__Data section__.
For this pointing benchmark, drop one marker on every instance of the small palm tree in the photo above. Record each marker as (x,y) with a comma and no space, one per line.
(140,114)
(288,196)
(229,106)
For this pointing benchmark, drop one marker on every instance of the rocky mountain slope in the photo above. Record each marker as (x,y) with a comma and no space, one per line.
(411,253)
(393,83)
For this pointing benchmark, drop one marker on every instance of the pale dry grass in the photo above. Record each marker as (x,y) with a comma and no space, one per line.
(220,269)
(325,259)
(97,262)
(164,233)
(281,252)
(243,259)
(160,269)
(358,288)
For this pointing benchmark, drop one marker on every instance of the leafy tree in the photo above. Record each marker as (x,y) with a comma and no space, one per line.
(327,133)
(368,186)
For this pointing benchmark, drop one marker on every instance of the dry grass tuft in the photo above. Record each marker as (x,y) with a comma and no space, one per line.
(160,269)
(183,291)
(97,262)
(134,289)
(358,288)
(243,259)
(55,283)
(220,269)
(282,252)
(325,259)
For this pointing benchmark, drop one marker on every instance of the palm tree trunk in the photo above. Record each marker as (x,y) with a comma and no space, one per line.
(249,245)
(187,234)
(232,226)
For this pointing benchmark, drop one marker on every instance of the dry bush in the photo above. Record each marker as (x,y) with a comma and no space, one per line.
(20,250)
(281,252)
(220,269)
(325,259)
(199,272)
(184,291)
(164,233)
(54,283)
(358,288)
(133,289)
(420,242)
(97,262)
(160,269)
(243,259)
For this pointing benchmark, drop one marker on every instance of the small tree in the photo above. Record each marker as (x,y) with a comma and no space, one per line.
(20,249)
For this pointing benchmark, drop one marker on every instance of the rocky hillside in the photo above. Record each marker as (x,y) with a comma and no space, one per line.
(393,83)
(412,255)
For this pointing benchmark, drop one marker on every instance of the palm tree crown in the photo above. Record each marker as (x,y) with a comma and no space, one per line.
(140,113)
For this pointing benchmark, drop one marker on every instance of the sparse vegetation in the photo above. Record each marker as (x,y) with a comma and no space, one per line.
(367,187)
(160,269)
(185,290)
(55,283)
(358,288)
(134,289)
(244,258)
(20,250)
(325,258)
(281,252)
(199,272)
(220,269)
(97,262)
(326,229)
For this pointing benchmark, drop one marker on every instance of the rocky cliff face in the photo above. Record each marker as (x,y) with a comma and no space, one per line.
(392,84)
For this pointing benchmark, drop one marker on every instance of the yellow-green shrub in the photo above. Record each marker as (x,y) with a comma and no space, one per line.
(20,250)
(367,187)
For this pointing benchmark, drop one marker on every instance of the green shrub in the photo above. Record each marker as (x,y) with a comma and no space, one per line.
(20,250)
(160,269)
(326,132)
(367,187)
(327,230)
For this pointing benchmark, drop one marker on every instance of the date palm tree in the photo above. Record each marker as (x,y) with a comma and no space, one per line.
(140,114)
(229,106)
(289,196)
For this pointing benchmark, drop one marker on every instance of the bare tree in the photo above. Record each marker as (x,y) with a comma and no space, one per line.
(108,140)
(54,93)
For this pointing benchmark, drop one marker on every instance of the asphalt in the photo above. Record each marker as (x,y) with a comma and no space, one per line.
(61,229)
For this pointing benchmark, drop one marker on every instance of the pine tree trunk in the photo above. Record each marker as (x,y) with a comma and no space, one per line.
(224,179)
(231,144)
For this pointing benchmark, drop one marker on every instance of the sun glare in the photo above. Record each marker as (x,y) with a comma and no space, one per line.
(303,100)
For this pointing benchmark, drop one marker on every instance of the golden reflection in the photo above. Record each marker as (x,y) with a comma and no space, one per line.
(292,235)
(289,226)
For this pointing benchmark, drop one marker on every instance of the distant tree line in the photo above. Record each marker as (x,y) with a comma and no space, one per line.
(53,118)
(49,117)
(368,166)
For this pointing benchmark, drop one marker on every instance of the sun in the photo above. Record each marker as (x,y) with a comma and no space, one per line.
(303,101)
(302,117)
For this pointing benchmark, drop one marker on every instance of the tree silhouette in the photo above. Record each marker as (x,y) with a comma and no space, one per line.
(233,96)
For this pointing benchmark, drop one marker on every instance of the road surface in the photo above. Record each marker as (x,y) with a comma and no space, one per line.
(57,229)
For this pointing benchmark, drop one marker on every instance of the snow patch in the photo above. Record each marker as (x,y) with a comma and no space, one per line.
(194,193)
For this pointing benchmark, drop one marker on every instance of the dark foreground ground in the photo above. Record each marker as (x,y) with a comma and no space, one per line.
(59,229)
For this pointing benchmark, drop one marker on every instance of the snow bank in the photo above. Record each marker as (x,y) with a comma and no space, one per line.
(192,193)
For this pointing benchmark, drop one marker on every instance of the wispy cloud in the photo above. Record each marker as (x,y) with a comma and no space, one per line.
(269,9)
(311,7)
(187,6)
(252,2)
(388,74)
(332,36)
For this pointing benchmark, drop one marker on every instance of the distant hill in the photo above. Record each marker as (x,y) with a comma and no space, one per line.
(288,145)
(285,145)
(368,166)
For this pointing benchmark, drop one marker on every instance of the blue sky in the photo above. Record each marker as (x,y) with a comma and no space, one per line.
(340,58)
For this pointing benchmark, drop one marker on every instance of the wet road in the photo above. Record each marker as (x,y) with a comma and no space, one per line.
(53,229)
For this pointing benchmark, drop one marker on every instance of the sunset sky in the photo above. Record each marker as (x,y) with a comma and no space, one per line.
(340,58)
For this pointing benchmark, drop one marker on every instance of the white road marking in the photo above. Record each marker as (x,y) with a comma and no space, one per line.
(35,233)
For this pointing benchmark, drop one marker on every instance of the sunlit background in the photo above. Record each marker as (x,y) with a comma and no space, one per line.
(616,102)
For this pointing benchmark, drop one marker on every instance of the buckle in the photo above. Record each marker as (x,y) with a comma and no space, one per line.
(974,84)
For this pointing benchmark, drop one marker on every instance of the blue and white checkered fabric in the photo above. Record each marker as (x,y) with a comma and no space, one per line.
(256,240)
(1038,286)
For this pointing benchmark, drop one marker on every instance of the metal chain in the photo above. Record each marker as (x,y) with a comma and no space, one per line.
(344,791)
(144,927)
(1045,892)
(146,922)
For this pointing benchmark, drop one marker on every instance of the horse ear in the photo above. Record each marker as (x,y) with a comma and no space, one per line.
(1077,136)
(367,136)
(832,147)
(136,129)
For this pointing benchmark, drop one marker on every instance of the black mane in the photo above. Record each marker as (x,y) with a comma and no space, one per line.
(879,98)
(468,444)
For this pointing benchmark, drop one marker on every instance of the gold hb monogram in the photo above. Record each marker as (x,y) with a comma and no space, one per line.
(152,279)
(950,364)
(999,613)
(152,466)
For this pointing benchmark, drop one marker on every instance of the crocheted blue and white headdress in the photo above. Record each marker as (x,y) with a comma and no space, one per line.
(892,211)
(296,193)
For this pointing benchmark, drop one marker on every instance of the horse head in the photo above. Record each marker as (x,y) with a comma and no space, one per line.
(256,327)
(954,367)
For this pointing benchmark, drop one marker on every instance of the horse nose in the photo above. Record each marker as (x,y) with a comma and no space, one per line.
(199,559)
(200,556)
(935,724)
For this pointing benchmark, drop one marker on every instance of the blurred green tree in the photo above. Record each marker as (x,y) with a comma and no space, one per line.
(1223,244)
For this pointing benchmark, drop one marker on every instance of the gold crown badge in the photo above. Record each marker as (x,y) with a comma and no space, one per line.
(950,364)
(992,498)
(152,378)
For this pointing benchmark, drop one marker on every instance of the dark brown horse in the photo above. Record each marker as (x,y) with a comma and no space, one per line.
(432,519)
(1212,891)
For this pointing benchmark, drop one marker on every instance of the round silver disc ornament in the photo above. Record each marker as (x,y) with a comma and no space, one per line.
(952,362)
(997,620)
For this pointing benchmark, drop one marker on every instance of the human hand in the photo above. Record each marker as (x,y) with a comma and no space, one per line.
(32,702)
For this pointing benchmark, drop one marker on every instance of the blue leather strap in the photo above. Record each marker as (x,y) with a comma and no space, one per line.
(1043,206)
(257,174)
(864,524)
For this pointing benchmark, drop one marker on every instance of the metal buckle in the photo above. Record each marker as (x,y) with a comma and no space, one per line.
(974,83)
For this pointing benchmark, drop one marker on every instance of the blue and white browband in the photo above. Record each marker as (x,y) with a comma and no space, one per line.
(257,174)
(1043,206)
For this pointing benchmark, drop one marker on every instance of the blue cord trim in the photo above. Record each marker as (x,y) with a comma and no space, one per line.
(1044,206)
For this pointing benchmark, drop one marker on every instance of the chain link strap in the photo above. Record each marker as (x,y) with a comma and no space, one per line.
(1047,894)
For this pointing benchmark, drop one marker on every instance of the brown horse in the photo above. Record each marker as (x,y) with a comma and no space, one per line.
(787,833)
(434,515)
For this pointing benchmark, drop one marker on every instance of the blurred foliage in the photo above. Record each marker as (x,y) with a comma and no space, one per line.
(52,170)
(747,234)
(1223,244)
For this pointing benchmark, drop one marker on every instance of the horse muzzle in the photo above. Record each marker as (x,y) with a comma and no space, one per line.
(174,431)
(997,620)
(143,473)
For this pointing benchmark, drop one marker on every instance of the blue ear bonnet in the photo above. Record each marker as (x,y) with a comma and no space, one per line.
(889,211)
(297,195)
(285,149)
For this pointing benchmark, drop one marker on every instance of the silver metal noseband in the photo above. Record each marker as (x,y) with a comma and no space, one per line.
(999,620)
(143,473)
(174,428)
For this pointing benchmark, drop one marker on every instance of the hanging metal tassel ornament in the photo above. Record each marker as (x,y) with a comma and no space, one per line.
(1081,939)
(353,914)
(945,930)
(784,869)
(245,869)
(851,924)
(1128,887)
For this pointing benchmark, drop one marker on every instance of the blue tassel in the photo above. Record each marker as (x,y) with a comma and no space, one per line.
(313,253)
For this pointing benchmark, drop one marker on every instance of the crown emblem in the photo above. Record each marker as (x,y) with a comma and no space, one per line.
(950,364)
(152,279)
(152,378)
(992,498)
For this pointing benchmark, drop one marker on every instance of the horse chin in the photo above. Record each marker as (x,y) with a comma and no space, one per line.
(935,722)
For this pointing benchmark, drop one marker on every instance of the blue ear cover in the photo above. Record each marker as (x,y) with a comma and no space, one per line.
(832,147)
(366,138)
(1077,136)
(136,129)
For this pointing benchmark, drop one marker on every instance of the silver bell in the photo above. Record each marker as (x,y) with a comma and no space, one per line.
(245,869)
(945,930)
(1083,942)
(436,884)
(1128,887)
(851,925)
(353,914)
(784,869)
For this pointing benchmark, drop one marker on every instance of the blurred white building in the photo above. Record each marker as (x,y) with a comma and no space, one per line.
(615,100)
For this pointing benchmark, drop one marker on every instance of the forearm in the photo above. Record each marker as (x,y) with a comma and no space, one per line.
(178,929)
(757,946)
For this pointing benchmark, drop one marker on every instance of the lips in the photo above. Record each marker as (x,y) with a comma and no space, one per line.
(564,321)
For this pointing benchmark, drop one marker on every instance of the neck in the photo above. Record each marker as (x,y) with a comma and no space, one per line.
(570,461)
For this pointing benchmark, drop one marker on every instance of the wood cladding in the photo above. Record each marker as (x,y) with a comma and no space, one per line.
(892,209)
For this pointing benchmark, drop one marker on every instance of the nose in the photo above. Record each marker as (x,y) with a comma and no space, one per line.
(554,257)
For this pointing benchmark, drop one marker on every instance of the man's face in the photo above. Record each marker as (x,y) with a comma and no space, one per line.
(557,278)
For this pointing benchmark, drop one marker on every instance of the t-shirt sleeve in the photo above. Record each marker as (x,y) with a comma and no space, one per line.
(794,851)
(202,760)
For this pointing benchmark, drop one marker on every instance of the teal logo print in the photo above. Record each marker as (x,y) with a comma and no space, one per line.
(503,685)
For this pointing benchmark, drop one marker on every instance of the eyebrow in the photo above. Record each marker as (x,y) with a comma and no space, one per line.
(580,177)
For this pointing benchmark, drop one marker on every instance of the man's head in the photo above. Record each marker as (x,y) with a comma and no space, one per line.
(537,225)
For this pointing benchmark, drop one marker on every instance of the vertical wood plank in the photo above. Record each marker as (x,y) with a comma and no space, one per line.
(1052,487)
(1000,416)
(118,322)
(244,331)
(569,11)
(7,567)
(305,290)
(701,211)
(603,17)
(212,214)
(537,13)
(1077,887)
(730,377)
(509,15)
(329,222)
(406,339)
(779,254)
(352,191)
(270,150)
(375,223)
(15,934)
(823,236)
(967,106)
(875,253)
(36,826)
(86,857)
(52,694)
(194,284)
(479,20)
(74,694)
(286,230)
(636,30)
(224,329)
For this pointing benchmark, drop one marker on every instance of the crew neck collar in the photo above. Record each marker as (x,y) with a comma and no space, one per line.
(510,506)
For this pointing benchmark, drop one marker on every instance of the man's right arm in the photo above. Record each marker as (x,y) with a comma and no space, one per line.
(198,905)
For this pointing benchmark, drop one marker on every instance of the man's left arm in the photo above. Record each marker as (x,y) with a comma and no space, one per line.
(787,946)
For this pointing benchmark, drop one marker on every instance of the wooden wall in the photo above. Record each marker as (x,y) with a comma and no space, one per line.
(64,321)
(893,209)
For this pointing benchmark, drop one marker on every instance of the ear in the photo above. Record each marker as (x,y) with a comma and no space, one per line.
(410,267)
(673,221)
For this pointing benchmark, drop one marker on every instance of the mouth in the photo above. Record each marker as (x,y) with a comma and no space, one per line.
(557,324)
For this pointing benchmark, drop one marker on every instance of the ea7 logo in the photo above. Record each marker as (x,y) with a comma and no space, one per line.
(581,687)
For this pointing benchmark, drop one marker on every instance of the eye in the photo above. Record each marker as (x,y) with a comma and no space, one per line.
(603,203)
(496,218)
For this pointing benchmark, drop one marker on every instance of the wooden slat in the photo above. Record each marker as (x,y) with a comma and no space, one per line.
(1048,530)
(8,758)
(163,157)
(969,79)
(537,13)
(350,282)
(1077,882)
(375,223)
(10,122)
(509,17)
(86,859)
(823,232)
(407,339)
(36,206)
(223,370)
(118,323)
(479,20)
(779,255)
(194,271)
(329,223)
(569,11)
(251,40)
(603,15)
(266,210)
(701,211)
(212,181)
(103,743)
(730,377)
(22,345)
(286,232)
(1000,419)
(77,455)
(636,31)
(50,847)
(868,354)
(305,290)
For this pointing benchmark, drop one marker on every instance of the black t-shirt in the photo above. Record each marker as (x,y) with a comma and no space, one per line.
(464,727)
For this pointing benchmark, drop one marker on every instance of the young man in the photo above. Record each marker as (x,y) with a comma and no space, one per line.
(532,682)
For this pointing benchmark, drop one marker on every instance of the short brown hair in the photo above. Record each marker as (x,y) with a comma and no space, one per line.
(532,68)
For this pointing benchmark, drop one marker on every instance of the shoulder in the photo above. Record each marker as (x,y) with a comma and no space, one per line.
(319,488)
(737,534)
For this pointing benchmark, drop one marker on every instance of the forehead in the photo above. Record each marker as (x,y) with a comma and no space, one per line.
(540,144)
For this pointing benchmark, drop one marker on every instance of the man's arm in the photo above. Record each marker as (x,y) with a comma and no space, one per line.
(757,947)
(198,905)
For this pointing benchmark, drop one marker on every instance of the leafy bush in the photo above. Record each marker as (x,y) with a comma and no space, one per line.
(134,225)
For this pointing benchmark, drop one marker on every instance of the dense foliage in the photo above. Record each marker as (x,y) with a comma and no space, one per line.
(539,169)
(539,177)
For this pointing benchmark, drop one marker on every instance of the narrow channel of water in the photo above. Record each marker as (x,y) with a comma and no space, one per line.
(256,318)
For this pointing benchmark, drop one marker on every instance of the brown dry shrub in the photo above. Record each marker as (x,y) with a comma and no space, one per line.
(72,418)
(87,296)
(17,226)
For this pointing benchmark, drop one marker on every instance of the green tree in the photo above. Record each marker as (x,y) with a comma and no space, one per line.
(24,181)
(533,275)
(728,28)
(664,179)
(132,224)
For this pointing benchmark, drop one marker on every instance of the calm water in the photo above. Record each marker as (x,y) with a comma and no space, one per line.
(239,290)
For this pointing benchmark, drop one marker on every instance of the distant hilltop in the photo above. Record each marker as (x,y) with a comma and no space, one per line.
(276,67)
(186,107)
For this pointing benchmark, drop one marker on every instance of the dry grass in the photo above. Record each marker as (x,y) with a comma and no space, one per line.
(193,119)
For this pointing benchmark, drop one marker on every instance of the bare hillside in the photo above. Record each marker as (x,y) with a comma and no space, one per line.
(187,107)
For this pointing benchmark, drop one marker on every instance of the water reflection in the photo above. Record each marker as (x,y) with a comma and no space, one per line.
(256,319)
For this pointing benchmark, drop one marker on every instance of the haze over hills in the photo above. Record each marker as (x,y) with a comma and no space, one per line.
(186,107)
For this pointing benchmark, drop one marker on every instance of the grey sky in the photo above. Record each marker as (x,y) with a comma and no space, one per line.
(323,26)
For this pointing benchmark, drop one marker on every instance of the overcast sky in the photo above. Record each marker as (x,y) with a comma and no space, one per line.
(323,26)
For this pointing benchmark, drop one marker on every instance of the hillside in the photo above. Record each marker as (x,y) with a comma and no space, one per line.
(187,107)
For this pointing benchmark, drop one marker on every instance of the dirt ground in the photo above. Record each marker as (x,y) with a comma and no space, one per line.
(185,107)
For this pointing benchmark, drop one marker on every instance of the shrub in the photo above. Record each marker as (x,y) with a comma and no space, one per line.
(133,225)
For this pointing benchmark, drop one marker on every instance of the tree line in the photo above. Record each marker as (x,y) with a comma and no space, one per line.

__Goal of the exercise__. Starting with the line that contains "of the overcast", print each line through the last one in the listing. Include both end lines and add nothing.

__Task result__.
For this pointing benchmark, drop one marker on every instance of the overcast sky in the photo above. Record each marker as (x,y) with a comma and no space, one per line.
(323,26)
For this pointing benchmark, drop one marker on every instance of the hillside in the photo above. Record each marker as (x,y) with a comma and no space, one per line.
(187,107)
For this pointing benchmark, drop one marker on every instance of the dirt ground in the photo above. Record each marker as (x,y) with a comma and no space, one per line.
(185,107)
For this pointing benchmark, drop one marker on every instance of the shrub in the photo above. Record each marker as (x,y) with a comma and no space, one per line.
(133,225)
For this pointing benchmark, drop one marker on every instance of the tree line in the photo above. Record each marker as (x,y) with a comma and no space, one per line.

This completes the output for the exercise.